*** Block opens ***

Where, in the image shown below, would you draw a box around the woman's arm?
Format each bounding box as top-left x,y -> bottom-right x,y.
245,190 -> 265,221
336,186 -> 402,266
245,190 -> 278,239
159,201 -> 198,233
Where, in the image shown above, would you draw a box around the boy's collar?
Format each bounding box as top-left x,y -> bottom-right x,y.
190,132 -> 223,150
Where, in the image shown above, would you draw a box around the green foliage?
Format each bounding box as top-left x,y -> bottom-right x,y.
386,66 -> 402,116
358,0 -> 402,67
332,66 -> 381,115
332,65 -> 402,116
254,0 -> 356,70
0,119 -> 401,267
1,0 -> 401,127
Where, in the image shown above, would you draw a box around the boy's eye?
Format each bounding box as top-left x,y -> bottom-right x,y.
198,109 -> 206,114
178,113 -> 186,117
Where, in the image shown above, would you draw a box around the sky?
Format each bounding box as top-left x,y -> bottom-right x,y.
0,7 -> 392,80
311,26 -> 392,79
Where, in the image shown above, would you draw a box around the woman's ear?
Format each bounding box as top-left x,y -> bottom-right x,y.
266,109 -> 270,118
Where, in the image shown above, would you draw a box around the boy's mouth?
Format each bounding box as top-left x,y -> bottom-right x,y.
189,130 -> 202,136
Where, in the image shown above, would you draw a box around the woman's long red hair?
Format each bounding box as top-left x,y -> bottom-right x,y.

*** Block closes ***

### Problem to solve
Beginning with the first line above, could you copy every line exactly, up to and including the one with "the green foliage?"?

### Answer section
Where, in the image shown below, would you draw a box around the woman's arm?
Format each bounding box as top-left x,y -> bottom-right x,y.
245,190 -> 265,221
336,186 -> 402,266
245,190 -> 278,239
159,201 -> 198,233
Where, in the image shown above, would you draw a box around the boy's collar?
Format each bounding box as top-left x,y -> bottom-right x,y.
190,132 -> 223,150
Where, in the image shown above, would you draw a box around the green foliage?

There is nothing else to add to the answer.